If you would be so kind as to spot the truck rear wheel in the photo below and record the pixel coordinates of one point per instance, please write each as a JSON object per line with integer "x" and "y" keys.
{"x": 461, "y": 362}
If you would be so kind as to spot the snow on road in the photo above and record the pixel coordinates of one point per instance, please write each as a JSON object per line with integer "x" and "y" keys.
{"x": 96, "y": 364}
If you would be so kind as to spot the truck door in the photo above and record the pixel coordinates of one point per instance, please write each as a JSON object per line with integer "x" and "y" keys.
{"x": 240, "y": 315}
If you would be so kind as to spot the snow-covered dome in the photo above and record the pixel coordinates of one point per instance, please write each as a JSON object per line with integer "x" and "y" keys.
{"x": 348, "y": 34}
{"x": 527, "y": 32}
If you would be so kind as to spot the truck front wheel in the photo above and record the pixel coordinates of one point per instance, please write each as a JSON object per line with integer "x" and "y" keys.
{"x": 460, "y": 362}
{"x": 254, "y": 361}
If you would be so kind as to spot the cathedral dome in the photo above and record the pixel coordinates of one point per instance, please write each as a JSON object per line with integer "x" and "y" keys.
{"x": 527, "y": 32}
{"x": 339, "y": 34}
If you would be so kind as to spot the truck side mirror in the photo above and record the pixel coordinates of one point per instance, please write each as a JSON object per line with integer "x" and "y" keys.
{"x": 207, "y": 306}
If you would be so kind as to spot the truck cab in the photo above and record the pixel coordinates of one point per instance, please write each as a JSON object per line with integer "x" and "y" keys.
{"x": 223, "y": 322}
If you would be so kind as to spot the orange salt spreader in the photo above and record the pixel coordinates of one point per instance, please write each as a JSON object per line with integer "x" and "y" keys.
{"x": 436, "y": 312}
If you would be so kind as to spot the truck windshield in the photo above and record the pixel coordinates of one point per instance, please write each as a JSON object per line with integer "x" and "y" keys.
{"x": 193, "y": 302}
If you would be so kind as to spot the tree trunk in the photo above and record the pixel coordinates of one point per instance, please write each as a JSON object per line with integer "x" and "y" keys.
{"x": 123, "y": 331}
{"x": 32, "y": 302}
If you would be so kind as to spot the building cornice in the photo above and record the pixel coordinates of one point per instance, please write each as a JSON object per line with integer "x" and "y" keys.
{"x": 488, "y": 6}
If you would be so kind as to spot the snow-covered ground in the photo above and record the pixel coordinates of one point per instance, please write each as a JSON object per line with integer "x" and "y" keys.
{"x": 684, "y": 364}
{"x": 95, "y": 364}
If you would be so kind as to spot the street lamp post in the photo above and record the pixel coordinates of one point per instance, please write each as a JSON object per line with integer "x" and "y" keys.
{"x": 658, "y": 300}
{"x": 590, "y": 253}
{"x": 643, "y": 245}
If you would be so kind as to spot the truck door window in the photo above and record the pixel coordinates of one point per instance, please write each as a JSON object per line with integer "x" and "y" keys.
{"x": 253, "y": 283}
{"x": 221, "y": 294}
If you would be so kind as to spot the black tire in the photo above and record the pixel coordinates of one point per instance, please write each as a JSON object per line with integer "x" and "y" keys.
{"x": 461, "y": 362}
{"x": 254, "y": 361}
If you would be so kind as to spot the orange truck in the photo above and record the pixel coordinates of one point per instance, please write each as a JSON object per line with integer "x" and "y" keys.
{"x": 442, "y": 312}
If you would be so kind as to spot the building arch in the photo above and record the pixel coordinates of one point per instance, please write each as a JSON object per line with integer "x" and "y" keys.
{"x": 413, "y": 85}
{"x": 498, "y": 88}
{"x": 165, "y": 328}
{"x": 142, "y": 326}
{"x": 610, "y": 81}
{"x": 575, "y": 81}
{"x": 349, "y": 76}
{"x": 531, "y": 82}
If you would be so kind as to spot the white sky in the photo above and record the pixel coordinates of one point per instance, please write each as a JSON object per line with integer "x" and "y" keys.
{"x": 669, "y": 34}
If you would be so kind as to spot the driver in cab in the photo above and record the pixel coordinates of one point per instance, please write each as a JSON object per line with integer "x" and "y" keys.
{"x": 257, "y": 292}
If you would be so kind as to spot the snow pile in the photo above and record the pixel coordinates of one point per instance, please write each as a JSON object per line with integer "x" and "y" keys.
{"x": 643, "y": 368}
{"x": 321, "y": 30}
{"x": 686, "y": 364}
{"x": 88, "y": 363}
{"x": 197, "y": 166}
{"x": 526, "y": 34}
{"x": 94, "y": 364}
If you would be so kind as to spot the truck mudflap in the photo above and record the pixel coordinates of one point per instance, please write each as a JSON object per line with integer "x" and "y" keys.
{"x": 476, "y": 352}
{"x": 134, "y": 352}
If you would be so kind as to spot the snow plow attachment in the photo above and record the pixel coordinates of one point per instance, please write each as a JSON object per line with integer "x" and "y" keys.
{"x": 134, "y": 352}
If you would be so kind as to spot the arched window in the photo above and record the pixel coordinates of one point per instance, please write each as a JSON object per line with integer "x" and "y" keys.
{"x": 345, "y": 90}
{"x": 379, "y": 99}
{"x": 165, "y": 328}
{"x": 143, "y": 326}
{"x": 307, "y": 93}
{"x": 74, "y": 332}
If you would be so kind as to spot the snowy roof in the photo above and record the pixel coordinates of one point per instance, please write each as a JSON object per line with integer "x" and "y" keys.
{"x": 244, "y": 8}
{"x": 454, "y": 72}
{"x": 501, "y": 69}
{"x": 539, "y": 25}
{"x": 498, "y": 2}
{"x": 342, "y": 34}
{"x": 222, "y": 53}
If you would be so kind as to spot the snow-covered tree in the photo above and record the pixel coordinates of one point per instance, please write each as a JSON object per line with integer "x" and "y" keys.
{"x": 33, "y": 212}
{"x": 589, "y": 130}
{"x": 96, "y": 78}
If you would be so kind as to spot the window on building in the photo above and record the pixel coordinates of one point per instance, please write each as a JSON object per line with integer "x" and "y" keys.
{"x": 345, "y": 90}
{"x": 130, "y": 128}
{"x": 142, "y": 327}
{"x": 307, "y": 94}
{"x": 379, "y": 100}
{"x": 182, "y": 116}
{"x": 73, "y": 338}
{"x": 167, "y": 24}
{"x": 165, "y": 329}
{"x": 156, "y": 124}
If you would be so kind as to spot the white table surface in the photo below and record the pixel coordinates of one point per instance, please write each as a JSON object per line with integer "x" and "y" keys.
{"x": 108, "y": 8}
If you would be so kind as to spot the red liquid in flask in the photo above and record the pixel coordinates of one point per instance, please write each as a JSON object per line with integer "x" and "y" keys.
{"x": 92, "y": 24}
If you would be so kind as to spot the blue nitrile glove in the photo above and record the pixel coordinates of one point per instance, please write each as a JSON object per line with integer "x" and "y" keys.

* * * * * * * * *

Goal »
Render every line of the records above as a numbered list, omitting any blank lines.

Completed task »
1. If you would be so kind as to spot the truck rear wheel in the photo below and record the pixel coordinates of one point per instance, please write each as a JSON object per line with integer "x" and "y" keys.
2. {"x": 461, "y": 362}
3. If you would be so kind as to spot the snow on road in the photo above and record the pixel coordinates of one point per instance, please write each as a JSON object per line with integer "x" and "y" keys.
4. {"x": 96, "y": 364}
5. If you would be so kind as to spot the truck door in the photo above and record the pixel coordinates of one point per instance, please write each as a JSON object per line with integer "x" and "y" keys.
6. {"x": 240, "y": 315}
7. If you would be so kind as to spot the snow-covered dome in the photo above and record the pixel coordinates of one point per instance, please write each as a JSON object per line with integer "x" and "y" keys.
8. {"x": 348, "y": 34}
9. {"x": 527, "y": 32}
10. If you would be so kind as to spot the truck front wheel in the photo above and record the pixel coordinates of one point per instance, please write each as a JSON object per line with integer "x" and "y" keys.
11. {"x": 460, "y": 362}
12. {"x": 254, "y": 361}
13. If you would be so kind as to spot the cathedral dome in the photo above and record the pixel coordinates of one point per instance, please write each as a JSON object per line with integer "x" and "y" keys.
14. {"x": 527, "y": 32}
15. {"x": 339, "y": 34}
16. If you would be so kind as to spot the truck side mirror in the photo above and record the pixel coordinates of one point per instance, please write each as a JSON object per line with integer "x" and "y" keys.
17. {"x": 207, "y": 306}
18. If you would be so kind as to spot the truck cab in the photo above and record the pixel coordinates of one point per instance, please write each as a JSON object per line with integer "x" and "y" keys.
19. {"x": 223, "y": 322}
20. If you would be so kind as to spot the orange salt spreader in the photo above and record the pixel coordinates of one point per instance, please write each as a JSON object per line with integer "x" and "y" keys.
21. {"x": 436, "y": 312}
22. If you would be so kind as to spot the truck windshield in the photo above and record the pixel coordinates of one point per instance, please write each as a JSON object per line with integer "x" and "y" keys.
23. {"x": 193, "y": 302}
24. If you would be so kind as to spot the tree trunk in the photo above and record the pixel coordinates of one point per instance, please write each as a JSON object per line with integer "x" and "y" keys.
25. {"x": 123, "y": 331}
26. {"x": 32, "y": 302}
27. If you would be so kind as to spot the building cornice in the photo above and record the pixel coordinates of one point per instance, please write each as a JSON object per line with integer "x" and "y" keys.
28. {"x": 488, "y": 6}
29. If you would be so kind as to spot the snow-covered ground in the photo above and record the pixel coordinates of one point per instance, please write each as a JSON object per line with integer "x" and "y" keys.
30. {"x": 684, "y": 364}
31. {"x": 95, "y": 364}
32. If you would be so kind as to spot the street lamp post in the photo above and record the pixel coordinates of one point per instance, please write each as a JSON object per line with integer "x" and "y" keys.
33. {"x": 658, "y": 300}
34. {"x": 590, "y": 253}
35. {"x": 643, "y": 245}
36. If you would be so kind as to spot the truck door window in the photo above and record the pixel coordinates of one point per instance, please write each as a JSON object per line with integer "x" and "y" keys.
37. {"x": 253, "y": 283}
38. {"x": 221, "y": 294}
39. If you would be so kind as to spot the black tire in the photo above and record the pixel coordinates of one point per instance, please write each as a JSON object per line with integer "x" and "y" keys.
40. {"x": 461, "y": 362}
41. {"x": 254, "y": 361}
42. If you would be so kind as to spot the orange truck in the photo above and record the pixel coordinates of one point per instance, please write each as a JSON object per line with integer "x" and "y" keys.
43. {"x": 442, "y": 312}
44. If you would be so kind as to spot the building arch in the photo above and record the pixel coordinates of one point per instance, please write each as a JSON object per line with integer "x" and "y" keys.
45. {"x": 413, "y": 85}
46. {"x": 498, "y": 88}
47. {"x": 165, "y": 328}
48. {"x": 142, "y": 326}
49. {"x": 610, "y": 81}
50. {"x": 575, "y": 81}
51. {"x": 349, "y": 76}
52. {"x": 531, "y": 82}
53. If you would be so kind as to spot the white sky in the photo above and record the pixel coordinates of one point per instance, please write each as a JSON object per line with integer "x" and "y" keys.
54. {"x": 669, "y": 34}
55. If you would be so kind as to spot the driver in cab in the photo above and record the pixel coordinates of one point per instance, please write each as a JSON object per line with integer "x" and "y" keys.
56. {"x": 257, "y": 292}
57. If you would be so kind as to spot the snow pile in the photo above and record the pixel coordinates of one point per instance, please write each as a JSON object per line with integer "x" and "y" keys.
58. {"x": 643, "y": 368}
59. {"x": 321, "y": 30}
60. {"x": 686, "y": 364}
61. {"x": 88, "y": 363}
62. {"x": 197, "y": 166}
63. {"x": 526, "y": 34}
64. {"x": 94, "y": 364}
65. If you would be so kind as to spot the truck mudflap in the photo above and record the pixel coordinates of one point per instance, please write each as a JSON object per line with integer "x" and "y" keys.
66. {"x": 476, "y": 352}
67. {"x": 134, "y": 352}
68. If you would be so kind as to spot the snow plow attachment in the photo above and record the pixel coordinates of one point per instance, please write each as a JSON object per line with integer "x" and "y" keys.
69. {"x": 134, "y": 352}
70. If you would be so kind as to spot the arched window in the photo above and record the pixel coordinates of one point per instance, please write each as a JSON object per line with integer "x" and "y" keys.
71. {"x": 345, "y": 90}
72. {"x": 379, "y": 99}
73. {"x": 165, "y": 328}
74. {"x": 143, "y": 326}
75. {"x": 307, "y": 93}
76. {"x": 74, "y": 332}
77. If you would be so kind as to spot the snowy roof in the photo above and record the pixel coordinates of one point per instance, please write each as a JSON object per line with integer "x" and "y" keys.
78. {"x": 244, "y": 8}
79. {"x": 454, "y": 72}
80. {"x": 501, "y": 69}
81. {"x": 539, "y": 25}
82. {"x": 498, "y": 2}
83. {"x": 342, "y": 34}
84. {"x": 222, "y": 53}
85. If you would be so kind as to spot the snow-covered tree in the photo above and record the pixel coordinates of one point per instance, please write each as a JSON object per line with integer "x" and "y" keys.
86. {"x": 33, "y": 212}
87. {"x": 589, "y": 130}
88. {"x": 96, "y": 78}
89. If you would be so kind as to spot the window on building in the photo above and record the pixel coordinates of one point per instance, please write each as a JSON object per line with integer "x" and "y" keys.
90. {"x": 345, "y": 90}
91. {"x": 130, "y": 128}
92. {"x": 142, "y": 327}
93. {"x": 307, "y": 94}
94. {"x": 379, "y": 100}
95. {"x": 182, "y": 116}
96. {"x": 73, "y": 338}
97. {"x": 167, "y": 24}
98. {"x": 165, "y": 329}
99. {"x": 156, "y": 124}
100. If you would be so kind as to spot the white table surface in the photo below and record the pixel coordinates of one point per instance, please write each as a JSON object per line with integer "x" and "y" keys.
101. {"x": 108, "y": 8}
102. If you would be so kind as to spot the red liquid in flask in the photo above and record the pixel coordinates of one point per instance, please write each as a JSON object per line with integer "x" and "y" keys.
103. {"x": 92, "y": 24}
104. If you would be so kind as to spot the blue nitrile glove in the photo above and record the pixel coordinates of one point per instance, please write each as a JSON object per line with integer "x" and "y" keys.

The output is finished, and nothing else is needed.